> _EXERCISE INSTRUCTIONS_
In the copy, include every entry exactly but none of the images.

> _RECORDS PROVIDED_
----
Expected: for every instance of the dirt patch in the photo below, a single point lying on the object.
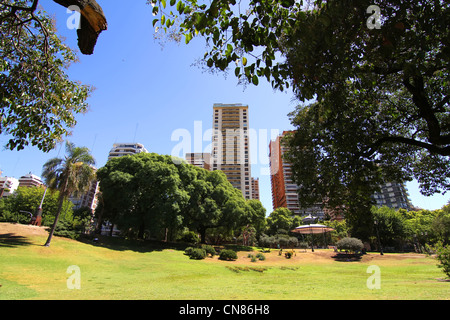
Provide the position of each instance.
(319, 256)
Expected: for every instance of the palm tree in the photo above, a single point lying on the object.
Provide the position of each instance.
(70, 175)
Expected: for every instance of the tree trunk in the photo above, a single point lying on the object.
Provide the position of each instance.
(202, 232)
(52, 230)
(141, 231)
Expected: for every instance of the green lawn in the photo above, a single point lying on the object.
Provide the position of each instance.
(118, 271)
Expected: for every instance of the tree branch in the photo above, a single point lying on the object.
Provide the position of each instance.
(443, 151)
(93, 22)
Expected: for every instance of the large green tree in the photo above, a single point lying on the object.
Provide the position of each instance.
(27, 200)
(69, 175)
(214, 203)
(142, 193)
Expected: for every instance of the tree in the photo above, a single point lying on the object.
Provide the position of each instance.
(390, 225)
(380, 87)
(38, 101)
(28, 200)
(279, 220)
(143, 193)
(70, 175)
(214, 203)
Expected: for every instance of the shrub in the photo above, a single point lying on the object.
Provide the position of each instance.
(350, 244)
(228, 254)
(260, 256)
(209, 249)
(198, 254)
(190, 237)
(188, 251)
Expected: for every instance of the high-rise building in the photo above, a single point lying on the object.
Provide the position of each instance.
(230, 145)
(30, 180)
(284, 190)
(124, 149)
(393, 195)
(255, 188)
(8, 185)
(202, 160)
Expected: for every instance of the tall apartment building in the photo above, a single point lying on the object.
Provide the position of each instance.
----
> _EXERCISE RESULT_
Expected: for every instance of the dirt patch in the photo below, a single point lying on the object.
Provide the position of each instance.
(319, 256)
Expected: for every instance of the palm tree in the photo above, a single point lying on the object.
Provide the position of each instance.
(70, 175)
Expected: for every instance of the tree trunk in the photo above, a single point lying on the object.
Provide the position of each instance.
(202, 232)
(52, 230)
(141, 231)
Expected: for every instance of the green lawn in the photo above, a single point lying on the object.
Provide the position of each instance.
(118, 271)
Expected: for every instance of the tree branch in the photo above, a single point lying on the object.
Provide the position of each instance.
(443, 151)
(93, 22)
Expected: for every instance of the large green tree in the photo above, a single point lying on the object.
Provide the position of each instance.
(27, 200)
(69, 175)
(214, 203)
(142, 193)
Expected: for every instance of the tree in the photo above, a single point lying on the object.
Provide the position of each instance.
(390, 225)
(380, 87)
(38, 101)
(28, 200)
(279, 220)
(143, 193)
(70, 175)
(214, 203)
Expected: for every instance of the shrub in the photo above, a single point lying on the object.
Provide the position of each instance.
(350, 244)
(228, 254)
(260, 256)
(209, 249)
(198, 254)
(190, 237)
(188, 251)
Expected: for every instance of the high-rise building in the photo above, a single point lying on the object.
Provide the position of each instance.
(230, 145)
(30, 180)
(284, 190)
(124, 149)
(393, 195)
(255, 188)
(8, 185)
(202, 160)
Expected: for every instance of the tall apartment building in the photo above, a single point lying on the object.
Provide the position of each instance.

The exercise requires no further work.